[[ Reading text open ]]
Pakistani Man Faces Sentencing in U.S. Over Al Qaeda Plot

Pakistani citizen Abid Naseer, as seen in this U.S. courtroom sketch, has plead not guilty to terrorism charges. REUTERS/Jane Rosenberg

By Nate Raymond

NEW YORK, Nov 24 – A Pakistani man is scheduled to be sentenced on Tuesday after a U.S. jury convicted him of plotting to bomb a shopping center in England as part of an Al Qaeda plan for attacks in Europe and the United States.

Abid Naseer, 29, faces life in prison when he is sentenced by U.S. District Judge Raymond Dearie in New York after being convicted in March on charges including that he provided material support to the Islamic militant group.

In court papers, Naseer’s lawyer has urged the judge to grant him leniency, calling a life sentence excessive given his “very limited” alleged role in the plot.

But federal prosecutors in a court filing contend Naseer deserves a sentence of 30 years to life imprisonment, saying he remains committed to Al Qaeda’s cause and poses an extreme danger.

Naseer was convicted nearly six years after he was first arrested in a British anti-terrorism operation. British authorities never charged Naseer but he was later indicted in the United States and extradited in 2013.

Naseer, who was raised in Peshawar, Pakistan and said he was a semi-professional cricket player, led an Al Qaeda cell that plotted to bomb a shopping center in Manchester, England, in April 2009, prosecutors said.
[[ Reading text closed ]]
* Check your understanding
• 1. List every person mentioned by name in the news article about Abid Naseer's sentencing.
• 2. Write the next part of the news article about Abid Naseer's sentencing, continuing from its final sentence.
[[ Information supplied open ]]
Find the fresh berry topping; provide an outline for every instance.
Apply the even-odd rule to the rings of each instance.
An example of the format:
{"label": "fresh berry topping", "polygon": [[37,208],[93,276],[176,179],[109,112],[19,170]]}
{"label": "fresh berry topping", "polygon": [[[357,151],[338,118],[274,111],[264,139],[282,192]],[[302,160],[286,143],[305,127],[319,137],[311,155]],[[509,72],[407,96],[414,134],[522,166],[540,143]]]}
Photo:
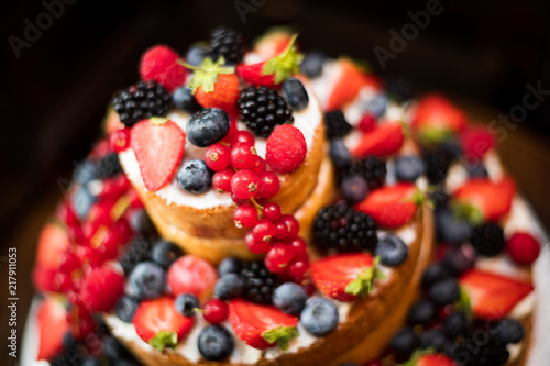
[[ Information supplied closed ]]
* Answers for the exercise
• 1. Abid Naseer, Jane Rosenberg, Nate Raymond, Raymond Dearie

• 2.
The proposed bombing in Britain was part of an overall plot involving Naseer and Al Qaeda cells that also included attacks against the New York City subway system and a Copenhagen newspaper, prosecutors said.

Two men, Najibullah Zazi and Zarein Ahmedzay, have pleaded guilty to U.S. charges stemming from the New York subway plot. A third, Adis Medunjanin, was sentenced in 2012 to life in prison.

Zazi testified at Naseer’s trial, providing testimony that supported prosecutors’ claims that both men coordinated their plans through coded emails with an Al Qaeda operative in Pakistan.

At trial, prosecutors used never-before publicized documents seized from the 2011 raid in Pakistan that killed Osama bin Laden as part of their case against Naseer and testimony from British MI5 officers who conducted surveillance on him.

The MI5 officers testified anonymously, wearing wigs and makeup to protect their identities.

At trial, Naseer represented himself. He denied any affiliation with Al Qaeda or any plot, telling jurors that “terrorism is not compatible with Islam.”